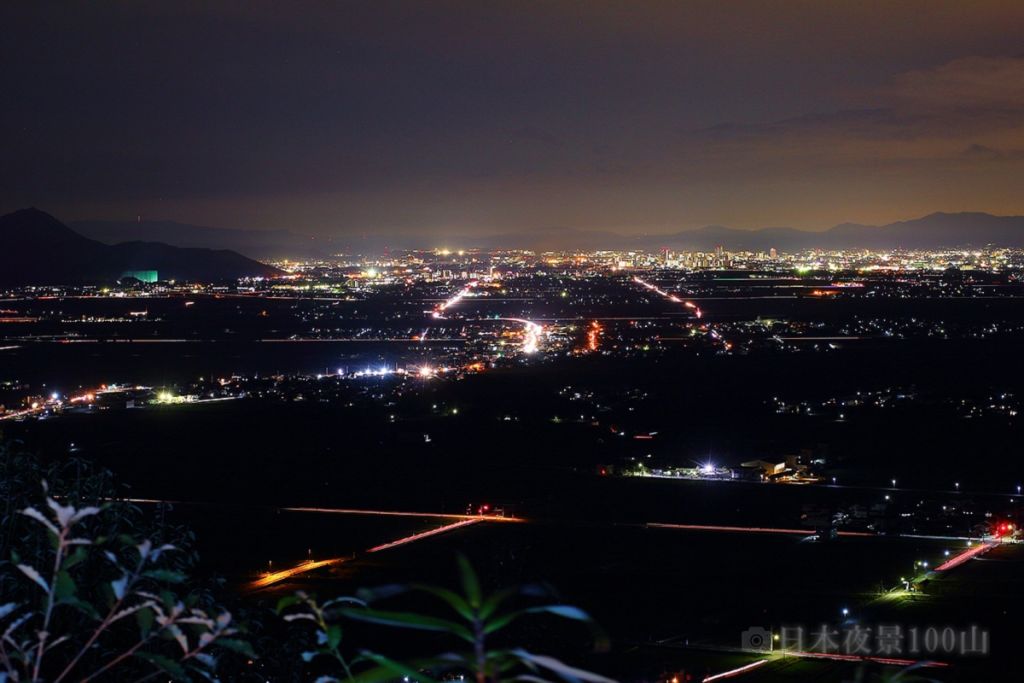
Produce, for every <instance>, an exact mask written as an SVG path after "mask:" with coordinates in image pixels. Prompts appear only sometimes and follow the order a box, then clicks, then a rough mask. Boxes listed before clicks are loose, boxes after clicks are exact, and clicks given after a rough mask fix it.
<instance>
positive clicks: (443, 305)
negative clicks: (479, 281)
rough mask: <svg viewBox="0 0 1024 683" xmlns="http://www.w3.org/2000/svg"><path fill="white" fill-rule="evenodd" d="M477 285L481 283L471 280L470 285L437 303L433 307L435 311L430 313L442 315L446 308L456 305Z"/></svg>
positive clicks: (463, 287) (469, 284)
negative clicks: (443, 300)
mask: <svg viewBox="0 0 1024 683" xmlns="http://www.w3.org/2000/svg"><path fill="white" fill-rule="evenodd" d="M477 285H479V283H478V282H477V281H475V280H474V281H472V282H470V283H469V284H468V285H466V286H465V287H463V288H462V289H461V290H459V291H458V292H456V293H455V294H454V295H452V296H451V297H450V298H449V299H446V300H445V301H443V302H442V303H439V304H437V306H436V307H435V308H434V309H433V311H431V313H430V314H431V315H432V316H433V317H441V316H442V313H443V312H444V311H445V310H447V309H449V308H451V307H452V306H454V305H456V304H457V303H459V302H460V301H462V300H463V299H464V298H466V297H467V296H469V293H470V292H472V291H473V288H475V287H476V286H477Z"/></svg>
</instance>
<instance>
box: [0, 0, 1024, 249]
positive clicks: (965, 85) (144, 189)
mask: <svg viewBox="0 0 1024 683" xmlns="http://www.w3.org/2000/svg"><path fill="white" fill-rule="evenodd" d="M0 26H2V34H3V38H2V40H0V65H2V68H0V97H2V104H0V131H2V132H0V134H2V139H0V211H4V212H5V211H9V210H13V209H16V208H22V207H25V206H37V207H39V208H42V209H44V210H47V211H50V212H51V213H54V214H56V215H57V216H58V217H60V218H62V219H67V220H75V219H99V218H103V219H134V218H135V217H136V216H137V215H141V216H143V217H144V218H148V219H171V220H179V221H183V222H191V223H198V224H208V225H218V226H224V227H256V228H270V227H281V228H291V229H295V230H300V231H306V232H321V233H329V232H335V233H342V232H349V233H356V232H372V231H378V232H382V233H383V232H414V231H419V232H424V233H436V234H453V233H458V234H468V233H484V232H501V231H520V230H539V229H546V230H547V229H563V228H577V229H612V230H617V231H621V232H647V231H668V230H676V229H682V228H687V227H694V226H698V225H702V224H708V223H720V224H726V225H731V226H735V227H757V226H764V225H791V226H795V227H802V228H811V229H816V228H824V227H827V226H830V225H833V224H835V223H838V222H843V221H857V222H868V223H880V222H887V221H891V220H896V219H900V218H909V217H914V216H918V215H922V214H926V213H930V212H932V211H940V210H941V211H962V210H979V211H990V212H993V213H1004V214H1009V213H1024V2H1020V1H1019V0H1006V1H1001V2H994V1H984V0H971V1H970V2H967V1H965V0H955V1H950V2H946V1H938V0H912V1H911V0H901V1H899V2H892V1H889V0H884V1H878V2H872V1H866V0H856V1H851V2H841V1H838V0H837V1H827V2H823V1H821V0H807V1H792V2H782V1H778V2H771V1H768V0H753V1H750V2H740V1H731V0H709V1H692V2H684V1H680V2H664V3H663V2H638V1H636V0H634V1H631V2H602V1H599V0H586V1H584V2H544V3H541V2H527V1H525V0H519V1H517V2H499V1H497V0H471V1H467V2H438V1H434V0H431V1H429V2H428V1H427V0H422V1H419V2H386V1H382V0H368V1H366V2H281V3H261V2H245V3H228V2H195V3H194V2H182V1H180V0H178V1H175V2H165V3H156V2H125V3H114V2H111V3H84V2H82V3H45V2H40V3H35V2H26V3H4V6H3V8H0Z"/></svg>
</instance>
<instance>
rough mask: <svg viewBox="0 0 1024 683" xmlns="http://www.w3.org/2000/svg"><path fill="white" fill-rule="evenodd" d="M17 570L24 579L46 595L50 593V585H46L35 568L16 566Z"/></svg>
mask: <svg viewBox="0 0 1024 683" xmlns="http://www.w3.org/2000/svg"><path fill="white" fill-rule="evenodd" d="M17 568H18V569H20V570H22V573H24V574H25V575H26V577H28V578H29V579H31V580H32V581H34V582H36V584H38V585H39V586H40V587H41V588H42V589H43V590H44V591H46V592H47V593H49V592H50V585H49V584H47V583H46V580H45V579H43V578H42V575H41V574H40V573H39V572H38V571H36V568H35V567H31V566H29V565H28V564H18V565H17Z"/></svg>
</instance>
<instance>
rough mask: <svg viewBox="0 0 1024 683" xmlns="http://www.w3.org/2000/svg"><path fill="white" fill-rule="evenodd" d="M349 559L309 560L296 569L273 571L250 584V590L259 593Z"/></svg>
mask: <svg viewBox="0 0 1024 683" xmlns="http://www.w3.org/2000/svg"><path fill="white" fill-rule="evenodd" d="M347 559H349V558H347V557H335V558H333V559H330V560H309V561H306V562H302V563H301V564H297V565H295V566H294V567H291V568H288V569H282V570H281V571H271V572H270V573H268V574H265V575H263V577H260V578H259V579H257V580H256V581H254V582H252V583H251V584H249V586H248V589H249V590H250V591H258V590H259V589H261V588H266V587H267V586H272V585H274V584H278V583H280V582H283V581H285V580H286V579H291V578H292V577H297V575H299V574H300V573H305V572H306V571H312V570H313V569H318V568H321V567H326V566H333V565H335V564H341V563H342V562H344V561H346V560H347Z"/></svg>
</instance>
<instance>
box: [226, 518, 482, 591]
mask: <svg viewBox="0 0 1024 683" xmlns="http://www.w3.org/2000/svg"><path fill="white" fill-rule="evenodd" d="M482 521H484V519H483V518H479V517H471V518H468V519H460V520H459V521H457V522H452V523H451V524H445V525H444V526H438V527H437V528H432V529H429V530H427V531H420V532H419V533H413V535H412V536H407V537H402V538H401V539H395V540H394V541H390V542H388V543H385V544H382V545H380V546H374V547H373V548H370V549H369V550H367V552H368V553H378V552H380V551H382V550H388V549H390V548H396V547H398V546H404V545H407V544H410V543H415V542H416V541H422V540H423V539H429V538H432V537H435V536H437V535H439V533H444V532H446V531H454V530H455V529H457V528H462V527H464V526H469V525H471V524H477V523H479V522H482ZM350 559H352V558H351V557H334V558H331V559H327V560H308V561H306V562H301V563H299V564H296V565H295V566H293V567H289V568H288V569H282V570H280V571H271V572H269V573H266V574H264V575H262V577H260V578H259V579H257V580H256V581H253V582H251V583H250V584H249V585H248V586H247V587H246V589H247V590H249V591H258V590H260V589H263V588H267V587H269V586H273V585H274V584H279V583H281V582H283V581H285V580H288V579H293V578H294V577H298V575H300V574H303V573H306V572H307V571H312V570H313V569H319V568H322V567H327V566H335V565H338V564H342V563H343V562H347V561H349V560H350Z"/></svg>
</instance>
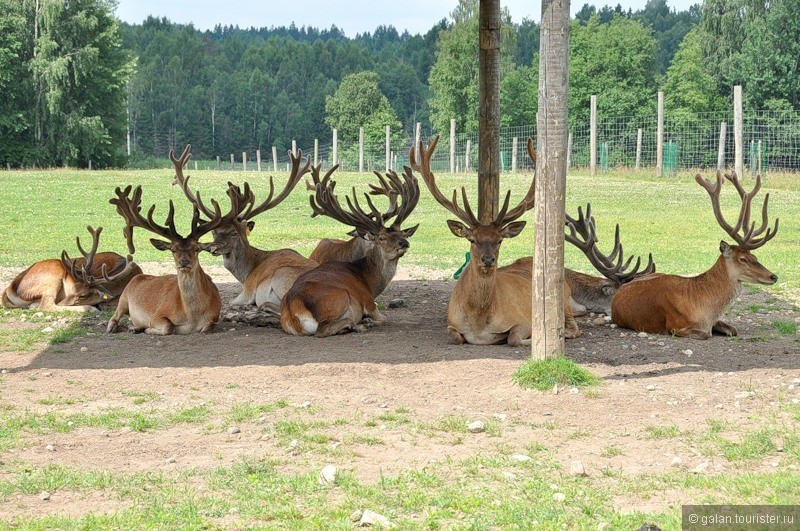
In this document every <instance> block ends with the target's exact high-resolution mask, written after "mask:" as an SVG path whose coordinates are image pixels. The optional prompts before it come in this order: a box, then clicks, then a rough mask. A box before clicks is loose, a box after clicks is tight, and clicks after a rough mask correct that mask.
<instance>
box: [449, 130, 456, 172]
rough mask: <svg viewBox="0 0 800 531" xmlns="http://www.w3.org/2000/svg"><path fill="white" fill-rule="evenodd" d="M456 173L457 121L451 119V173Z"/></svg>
mask: <svg viewBox="0 0 800 531" xmlns="http://www.w3.org/2000/svg"><path fill="white" fill-rule="evenodd" d="M455 171H456V119H455V118H450V173H455Z"/></svg>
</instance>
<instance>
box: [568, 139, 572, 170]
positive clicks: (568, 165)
mask: <svg viewBox="0 0 800 531" xmlns="http://www.w3.org/2000/svg"><path fill="white" fill-rule="evenodd" d="M571 167H572V132H571V131H570V133H569V136H568V137H567V169H570V168H571Z"/></svg>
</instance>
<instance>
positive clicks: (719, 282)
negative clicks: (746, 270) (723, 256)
mask: <svg viewBox="0 0 800 531" xmlns="http://www.w3.org/2000/svg"><path fill="white" fill-rule="evenodd" d="M693 280H694V285H695V289H696V290H697V291H696V293H697V295H698V298H697V300H698V301H699V300H703V301H705V302H706V307H707V308H708V309H709V311H711V310H713V311H714V312H715V313H717V315H722V314H723V313H724V312H725V310H726V309H727V308H728V306H730V304H731V303H732V302H733V300H734V299H735V298H736V297H738V296H739V293H740V291H741V284H740V283H739V281H738V279H737V278H736V277H735V276H734V275H733V274H732V272H731V271H730V268H729V267H728V261H727V260H725V257H723V256H722V255H720V257H719V258H717V261H716V262H715V263H714V265H713V266H711V269H709V270H708V271H706V272H705V273H701V274H700V275H698V276H696V277H694V279H693Z"/></svg>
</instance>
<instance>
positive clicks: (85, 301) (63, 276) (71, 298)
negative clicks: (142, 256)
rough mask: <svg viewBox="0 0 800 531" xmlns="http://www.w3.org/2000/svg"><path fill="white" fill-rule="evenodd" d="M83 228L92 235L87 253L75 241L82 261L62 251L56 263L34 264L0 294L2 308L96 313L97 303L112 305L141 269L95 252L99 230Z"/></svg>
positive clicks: (41, 262) (46, 261)
mask: <svg viewBox="0 0 800 531" xmlns="http://www.w3.org/2000/svg"><path fill="white" fill-rule="evenodd" d="M86 229H87V230H88V231H89V234H91V235H92V247H91V248H90V250H89V252H88V253H87V252H86V251H85V250H84V249H83V247H82V246H81V240H80V238H76V242H77V245H78V250H79V251H80V253H81V254H82V255H83V257H82V258H70V257H69V255H68V254H67V252H66V251H63V252H62V253H61V259H60V260H58V259H55V258H53V259H49V260H41V261H39V262H36V263H35V264H33V265H32V266H30V267H29V268H28V269H26V270H25V271H23V272H22V273H20V274H19V275H17V277H16V278H15V279H14V280H12V281H11V284H9V285H8V287H7V288H6V289H5V291H4V292H3V306H5V307H6V308H32V307H37V308H39V309H41V310H47V311H60V310H69V311H79V312H86V311H96V310H97V308H96V306H98V305H100V304H102V305H103V306H104V307H110V306H113V305H115V304H116V302H117V298H118V297H119V295H120V294H121V293H122V290H123V289H125V286H126V285H127V284H128V282H130V281H131V279H132V278H133V277H135V276H136V275H139V274H141V272H142V270H141V269H140V268H139V266H138V265H136V264H135V263H134V262H133V257H131V256H130V255H128V257H127V258H124V257H122V256H120V255H119V254H117V253H111V252H105V253H98V252H97V247H98V245H99V243H100V233H101V232H102V231H103V227H98V228H97V230H95V229H93V228H92V227H86Z"/></svg>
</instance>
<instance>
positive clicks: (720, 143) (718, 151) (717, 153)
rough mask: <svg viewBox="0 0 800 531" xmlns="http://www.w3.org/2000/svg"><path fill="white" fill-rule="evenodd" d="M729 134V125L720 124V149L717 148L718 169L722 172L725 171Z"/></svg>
mask: <svg viewBox="0 0 800 531" xmlns="http://www.w3.org/2000/svg"><path fill="white" fill-rule="evenodd" d="M727 132H728V124H726V123H725V122H720V124H719V147H718V148H717V169H718V170H720V171H722V170H724V169H725V134H726V133H727Z"/></svg>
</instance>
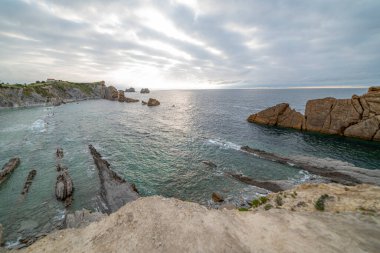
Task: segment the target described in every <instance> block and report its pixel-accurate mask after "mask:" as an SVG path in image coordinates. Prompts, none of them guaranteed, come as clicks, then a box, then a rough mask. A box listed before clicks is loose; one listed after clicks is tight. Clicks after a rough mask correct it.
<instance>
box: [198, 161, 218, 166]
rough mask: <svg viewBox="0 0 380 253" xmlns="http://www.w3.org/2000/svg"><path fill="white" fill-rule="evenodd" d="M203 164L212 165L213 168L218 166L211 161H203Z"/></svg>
mask: <svg viewBox="0 0 380 253" xmlns="http://www.w3.org/2000/svg"><path fill="white" fill-rule="evenodd" d="M202 163H203V164H206V165H207V166H209V167H211V168H216V167H218V166H217V165H216V164H215V163H213V162H211V161H202Z"/></svg>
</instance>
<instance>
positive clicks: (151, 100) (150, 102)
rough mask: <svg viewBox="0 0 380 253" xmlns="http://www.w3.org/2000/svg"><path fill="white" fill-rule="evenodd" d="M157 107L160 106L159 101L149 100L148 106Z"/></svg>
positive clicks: (148, 101) (152, 98)
mask: <svg viewBox="0 0 380 253" xmlns="http://www.w3.org/2000/svg"><path fill="white" fill-rule="evenodd" d="M157 105H160V101H158V100H157V99H154V98H149V100H148V106H157Z"/></svg>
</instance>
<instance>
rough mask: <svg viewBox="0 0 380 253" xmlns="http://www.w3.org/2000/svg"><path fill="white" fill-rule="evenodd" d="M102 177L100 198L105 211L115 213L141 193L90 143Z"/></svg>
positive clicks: (93, 155)
mask: <svg viewBox="0 0 380 253" xmlns="http://www.w3.org/2000/svg"><path fill="white" fill-rule="evenodd" d="M89 149H90V152H91V155H92V157H93V159H94V162H95V165H96V168H97V169H98V175H99V178H100V198H101V201H102V205H100V208H101V209H102V211H103V212H106V213H108V214H109V213H113V212H115V211H116V210H118V209H119V208H120V207H122V206H123V205H124V204H125V203H127V202H130V201H133V200H136V199H137V198H138V197H139V195H138V194H137V192H136V191H135V190H134V189H133V187H132V186H131V185H130V184H129V183H128V182H127V181H126V180H124V179H122V178H121V177H120V176H119V175H118V174H117V173H116V172H114V171H113V170H111V169H110V164H109V163H108V162H107V161H106V160H104V159H102V156H101V155H100V154H99V153H98V151H96V149H95V148H94V147H93V146H92V145H89Z"/></svg>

========================================

• Work item
Count the lines in the rows above that contain the string "negative", with case counting, and reply with only that number.

• Response area
4